**WRITTEN REQUEST 1**
Pick out every line in the records that contains the word "house", and copy each such line in full.

**PASSAGE TO READ**
Kristene Collins said:


> I agree with everything in this post. Throughout this season, I kept telling myself, "don't fall in love with this character, he'll be dead before episode ten" but it was SO HARD not to! I was yelling at him as I watched the fight to cool it down and just kill Clegaine, already! Unfortunately, his story ended exactly like it did in the book. On the plus side though, his story ended _exactly_ as it did in the book!
> 
> I also have to give it up to Sansa this episode, she's learning!



That's how I felt. I've read the books, I knew Oberyn was going to die, but I was yelling at him too. Like I said previously: video game sense tingling! Back off the monster!

Damn him and his arrogance, lol.

Sansa was... interesting to watch... Not what I expected.


----------



## Sir Kieran

SM-Dreamer said:


> Sansa was... interesting to watch... Not what I expected.



I agree. I like to think of her relationship with Littlefinger as a parallel to that between Arya and the Hound. The Hound is an expert killer, and Arya picks up some tricks along the way. Littlefinger is an expert manipulator and a genius in playing the game of thrones; I expect that Sansa will become adept. One of the producers (I forget which) mentioned in an interview that Sansa might have the capabilities to outmatch Littlefinger, that she might be the only real threat to him. Either way, I've enjoyed Sansa's story arc and cannot wait to see where she goes in The Winds of Winter / further seasons.


----------



## monyo

Sansa has definitely gone from being the single most boring character to one I positively look forward to seeing more of now. I had the same turnaround with Jaime as well around season 3. Still, I was definitely facepalming when I saw the last episode. I'd have gone ahead and gotten Littlefinger out of the way - along with Ramsey and a certain character who hasn't appeared yet, I'd put him as one of the three most bastardly and dangerous in the whole game. Tywin and Cersei may be bad, but as Littlefinger said, at least they're predictable. Still, maybe the right decision. Otherwise she'd probably have traded Littlefinger for being Robyn's plaything (who seems to have a bit of Joffrey in him, even if it's coming from a different place), or the centerpiece (as Winterfell's heir) in a mini-civil war amongst the Vale nobles.


----------



## Sir Kieran

Legendary Sidekick said:


> @Sir Kieran of Massachusetts, okay... so it's not just me that felt Oberon was the most accurately portrayed of the new characters. This is the first season I watched after reading, so it was exciting to see that the look of the character and the way he fought were such a match to my own mental image. Even The Mountain's voice as he "confessed" and how it was timed with the sounds of the brutal killing... that was how I heard it in the book! (Different actor for the Mountain, though I guess I shouldn't be surprised that a big, wounded guy sounds loud and grunty.)

**WRITTEN REQUEST 2**
According to the forum thread, around which season did monyo's view of Jaime turn around?

**RECORDS TO USE**
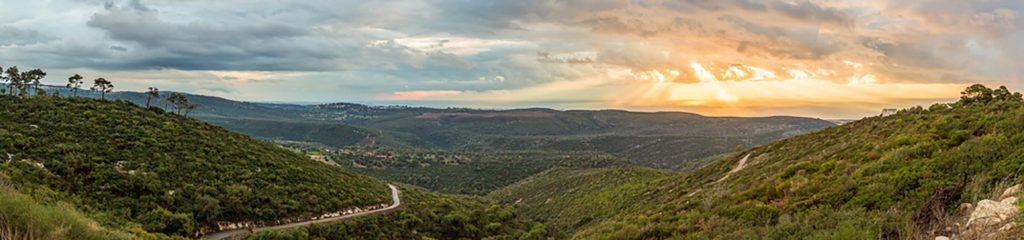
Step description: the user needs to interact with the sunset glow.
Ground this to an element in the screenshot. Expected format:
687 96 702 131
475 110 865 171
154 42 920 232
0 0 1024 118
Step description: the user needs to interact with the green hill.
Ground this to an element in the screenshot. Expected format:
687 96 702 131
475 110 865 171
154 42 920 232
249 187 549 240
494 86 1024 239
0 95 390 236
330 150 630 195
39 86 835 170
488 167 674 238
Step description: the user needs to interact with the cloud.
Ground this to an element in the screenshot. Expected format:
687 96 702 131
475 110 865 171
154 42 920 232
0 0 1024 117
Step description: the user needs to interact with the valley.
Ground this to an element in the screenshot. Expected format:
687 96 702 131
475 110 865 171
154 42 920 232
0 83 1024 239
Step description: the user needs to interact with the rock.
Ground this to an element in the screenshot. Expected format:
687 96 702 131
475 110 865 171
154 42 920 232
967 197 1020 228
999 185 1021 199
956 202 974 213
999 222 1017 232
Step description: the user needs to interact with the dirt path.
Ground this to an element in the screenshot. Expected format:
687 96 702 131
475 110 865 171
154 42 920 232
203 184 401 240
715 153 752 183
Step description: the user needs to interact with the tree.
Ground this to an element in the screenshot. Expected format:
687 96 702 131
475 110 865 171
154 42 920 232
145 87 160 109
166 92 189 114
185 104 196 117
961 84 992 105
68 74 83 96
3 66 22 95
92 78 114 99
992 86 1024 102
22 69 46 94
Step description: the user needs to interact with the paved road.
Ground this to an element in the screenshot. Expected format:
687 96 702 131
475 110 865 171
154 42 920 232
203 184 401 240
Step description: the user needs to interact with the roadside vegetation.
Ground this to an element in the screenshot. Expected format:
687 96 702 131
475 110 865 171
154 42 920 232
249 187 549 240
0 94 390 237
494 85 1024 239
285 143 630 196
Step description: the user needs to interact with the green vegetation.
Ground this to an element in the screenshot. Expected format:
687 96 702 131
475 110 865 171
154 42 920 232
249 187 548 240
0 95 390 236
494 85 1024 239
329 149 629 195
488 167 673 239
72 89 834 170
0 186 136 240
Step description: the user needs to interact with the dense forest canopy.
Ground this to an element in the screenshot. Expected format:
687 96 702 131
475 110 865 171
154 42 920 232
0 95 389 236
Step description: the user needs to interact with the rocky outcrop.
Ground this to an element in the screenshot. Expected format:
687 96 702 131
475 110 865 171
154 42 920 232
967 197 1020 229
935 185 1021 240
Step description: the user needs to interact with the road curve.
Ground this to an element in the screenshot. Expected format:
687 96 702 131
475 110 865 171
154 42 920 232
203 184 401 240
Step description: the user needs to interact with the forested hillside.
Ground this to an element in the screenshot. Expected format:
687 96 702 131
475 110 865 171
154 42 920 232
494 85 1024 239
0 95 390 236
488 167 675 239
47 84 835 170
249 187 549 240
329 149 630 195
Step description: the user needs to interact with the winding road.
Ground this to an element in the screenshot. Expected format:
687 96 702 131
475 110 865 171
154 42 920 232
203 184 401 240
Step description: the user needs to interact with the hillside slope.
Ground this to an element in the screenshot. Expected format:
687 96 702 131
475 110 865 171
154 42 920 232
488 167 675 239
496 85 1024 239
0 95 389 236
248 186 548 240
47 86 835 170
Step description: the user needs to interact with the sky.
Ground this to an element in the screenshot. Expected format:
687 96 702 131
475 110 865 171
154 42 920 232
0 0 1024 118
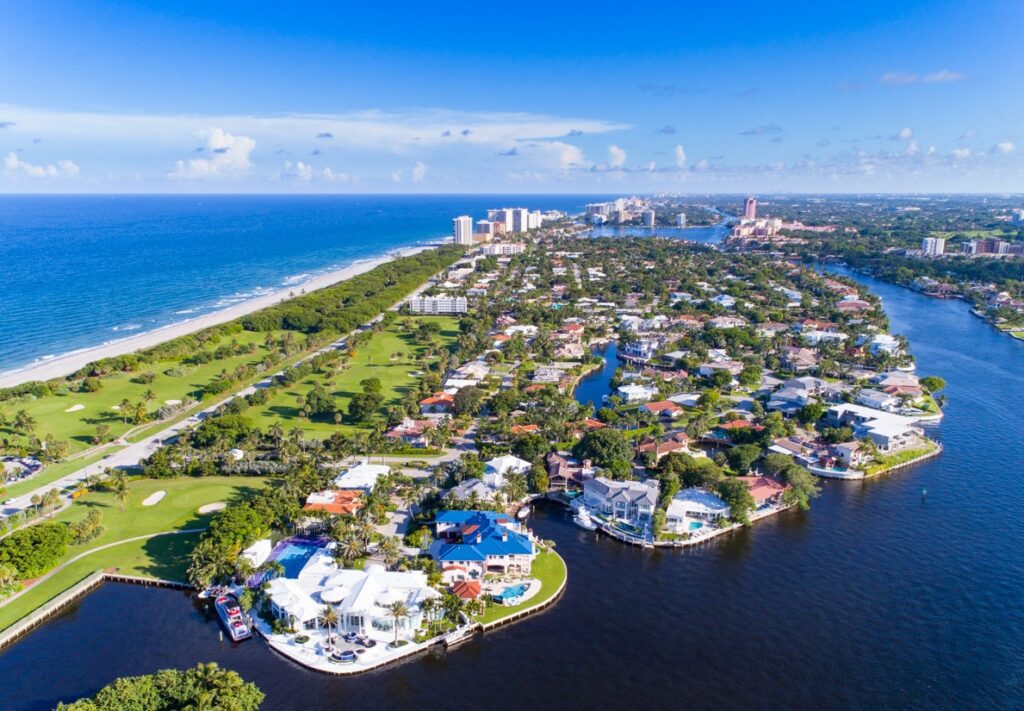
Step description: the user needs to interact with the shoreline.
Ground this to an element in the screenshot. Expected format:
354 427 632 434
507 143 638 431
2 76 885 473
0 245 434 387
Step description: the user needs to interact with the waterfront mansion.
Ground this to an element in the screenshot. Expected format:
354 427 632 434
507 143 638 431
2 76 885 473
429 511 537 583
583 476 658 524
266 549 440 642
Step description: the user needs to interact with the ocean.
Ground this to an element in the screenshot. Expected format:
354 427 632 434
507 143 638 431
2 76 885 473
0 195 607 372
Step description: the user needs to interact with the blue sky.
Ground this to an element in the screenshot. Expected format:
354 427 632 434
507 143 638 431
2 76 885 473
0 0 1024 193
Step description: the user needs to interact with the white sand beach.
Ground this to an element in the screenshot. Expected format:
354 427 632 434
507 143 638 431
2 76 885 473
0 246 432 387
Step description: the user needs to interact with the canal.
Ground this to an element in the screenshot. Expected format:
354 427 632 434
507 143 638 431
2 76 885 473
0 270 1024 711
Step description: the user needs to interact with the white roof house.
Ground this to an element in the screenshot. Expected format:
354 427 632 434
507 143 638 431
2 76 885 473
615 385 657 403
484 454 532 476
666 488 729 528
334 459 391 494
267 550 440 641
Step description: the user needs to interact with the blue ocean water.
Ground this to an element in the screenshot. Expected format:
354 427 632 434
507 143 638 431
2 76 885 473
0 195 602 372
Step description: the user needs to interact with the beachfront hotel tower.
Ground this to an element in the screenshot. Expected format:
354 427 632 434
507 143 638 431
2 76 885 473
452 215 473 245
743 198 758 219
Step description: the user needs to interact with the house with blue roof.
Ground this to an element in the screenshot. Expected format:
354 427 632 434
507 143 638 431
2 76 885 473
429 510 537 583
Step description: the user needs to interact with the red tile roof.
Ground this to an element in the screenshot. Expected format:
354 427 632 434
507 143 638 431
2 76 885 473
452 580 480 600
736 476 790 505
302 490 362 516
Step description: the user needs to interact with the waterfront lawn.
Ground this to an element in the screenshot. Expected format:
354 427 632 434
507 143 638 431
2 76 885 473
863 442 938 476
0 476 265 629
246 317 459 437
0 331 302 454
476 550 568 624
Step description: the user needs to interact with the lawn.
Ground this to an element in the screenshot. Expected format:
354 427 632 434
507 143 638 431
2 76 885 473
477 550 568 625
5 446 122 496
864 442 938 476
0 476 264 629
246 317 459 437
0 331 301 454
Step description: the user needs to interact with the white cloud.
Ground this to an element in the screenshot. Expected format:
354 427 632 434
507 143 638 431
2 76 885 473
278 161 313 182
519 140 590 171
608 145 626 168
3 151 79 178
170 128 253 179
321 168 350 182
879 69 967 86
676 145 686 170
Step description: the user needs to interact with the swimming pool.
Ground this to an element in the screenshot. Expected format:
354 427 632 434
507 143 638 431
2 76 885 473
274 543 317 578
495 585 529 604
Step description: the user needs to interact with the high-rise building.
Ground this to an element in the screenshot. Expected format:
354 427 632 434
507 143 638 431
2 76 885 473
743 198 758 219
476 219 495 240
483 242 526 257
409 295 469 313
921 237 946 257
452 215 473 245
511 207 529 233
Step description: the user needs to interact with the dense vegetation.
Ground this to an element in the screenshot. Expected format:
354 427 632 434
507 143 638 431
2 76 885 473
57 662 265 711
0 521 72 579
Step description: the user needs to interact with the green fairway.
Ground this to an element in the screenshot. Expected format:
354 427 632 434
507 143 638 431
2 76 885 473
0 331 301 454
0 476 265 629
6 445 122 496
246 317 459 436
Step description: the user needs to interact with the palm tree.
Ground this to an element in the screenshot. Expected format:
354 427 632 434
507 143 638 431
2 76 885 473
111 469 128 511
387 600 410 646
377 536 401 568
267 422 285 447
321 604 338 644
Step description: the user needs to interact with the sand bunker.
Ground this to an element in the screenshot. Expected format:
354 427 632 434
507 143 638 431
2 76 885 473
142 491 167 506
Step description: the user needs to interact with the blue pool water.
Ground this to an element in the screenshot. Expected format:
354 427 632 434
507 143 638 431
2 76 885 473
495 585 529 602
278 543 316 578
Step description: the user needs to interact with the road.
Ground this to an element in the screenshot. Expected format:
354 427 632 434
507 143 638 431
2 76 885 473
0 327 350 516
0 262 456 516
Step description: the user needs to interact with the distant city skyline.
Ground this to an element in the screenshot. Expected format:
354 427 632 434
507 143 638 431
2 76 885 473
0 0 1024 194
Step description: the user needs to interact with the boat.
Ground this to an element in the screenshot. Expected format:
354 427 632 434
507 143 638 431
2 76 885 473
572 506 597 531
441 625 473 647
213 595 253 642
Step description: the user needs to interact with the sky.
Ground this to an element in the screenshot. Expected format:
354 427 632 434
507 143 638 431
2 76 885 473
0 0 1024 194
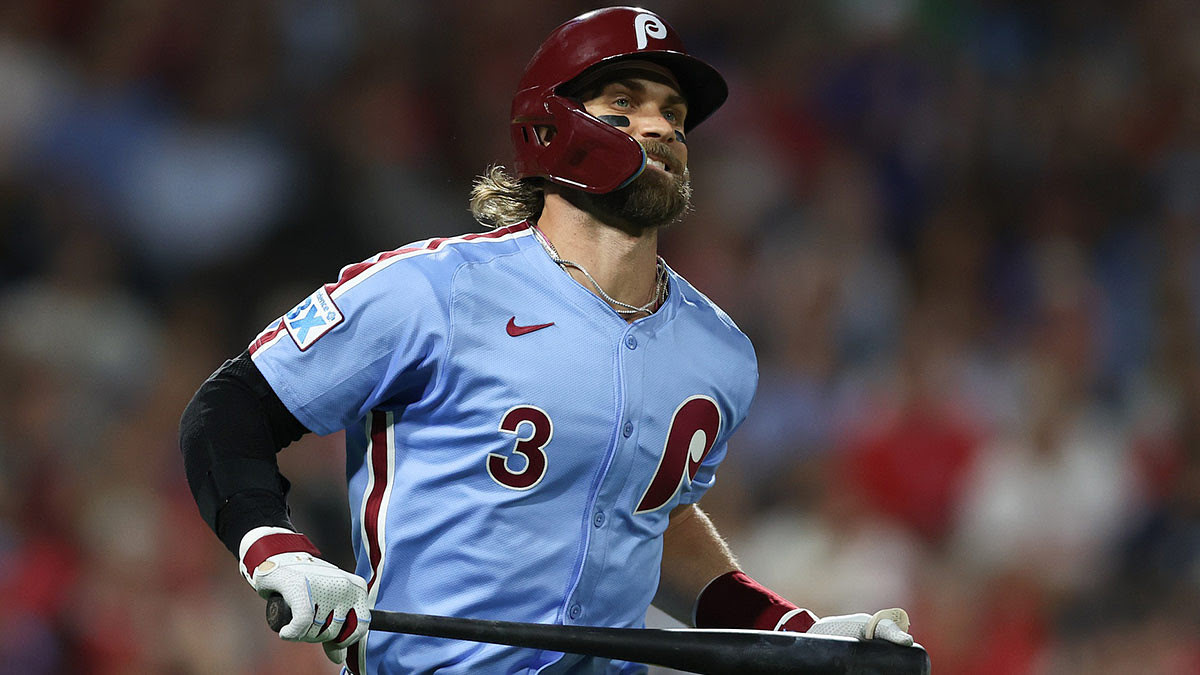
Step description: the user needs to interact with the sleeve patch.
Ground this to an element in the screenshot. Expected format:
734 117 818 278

**FINISHED ANSWER 1**
Step description: the user needs to interact with the white roof house.
Step description: the user needs to interact with the house with blue roof.

**FINISHED ANSWER 2**
Around season 3.